> **WHAT TO WORK ON**
a) According to the local loop unbundling text, what is the process of Openreach treating all OFCOM-approved communications providers equally called?
b) Please carry on the text on local loop unbundling from after its final sentence.

+++ TEXT EXTRACT +++

Local Loop Unbundling Services
Network Extender Technologies Ltd provide Local Loop Unbundling Services including;
- LLU Zhone product installation
- LLU HDF-to-DSLAM cabling
LLU (Local Loop Unbundling) – what is it?
In order to create a more commercially competitive environment in the UK’s telecommunications sector, and dilute the potential monopoly of BT (British Telecommunications), the taxpayer funded copper and fibre-optic infrastructure in the UK was moved from within BT’s control to a new organisation known as ‘Openreach’.
Although Openreach are ultimately a BT owned concern, they have to treat all OFCOM approved CP’s (Communications Providers such as Network Extender Technologies Ltd) equal, this process is known as ‘Equivalence’.
This means that UK CP’s have direct access to the UK’s copper and fibre-optic infrastructure and can install Carrier Class telecommunications equipment (such as provided by Zhone), into Telephone Exchanges, PCP’s etc. a the same tariff as BT and offer competitive connectivity services.

+++ INFORMATION SUPPLIED +++

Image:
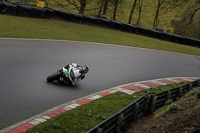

+++

> **EXERCISE RESULTS**
a) Equivalence.

b)
This is achieved by the CP installing Comms Rack(s) into either a Telephone Exchange (in a room known as the Comingling Room) or a privately owned Street Cab (this is known as SLU – Sub Loop Unbundling) into which the CP installs copper or fibre-optic based communications equipment depending upon the services required by the End Users.
Carrier Class Comms Racks can be provided by Openreach, this is known as the FCP (Flexible Comingling Product) which is scaleable in size depending upon future growth requirements, and into which the fibre-optic or copper lines are presented by Openreach.
Fibre-optic lines are terminated with Ethernet equipment by Openreach and tariffed in accordance with their EAD (Ethernet Access Direct) services providing 100Mbps, 1000Mbps or 10GE line rates.
Copper lines are delivered to each FCP via 100pair ‘Tie’ cables, terminating on a HDF (Handover Distribution Frame) consisting of ten 10-way IDC blocks. The Tie cable then connects to the Telephone Exchange’s MDF (Main Distribution Frame) which in turn connects to many thousands of copper lines that permeate outwards to serve the telecommunications footprint served by the Telephone Exchange.
Each cooper line is also connected to the TAM (Test Access Matrix) in each Telephone Exchange to enable remote line testing in the event of a fault.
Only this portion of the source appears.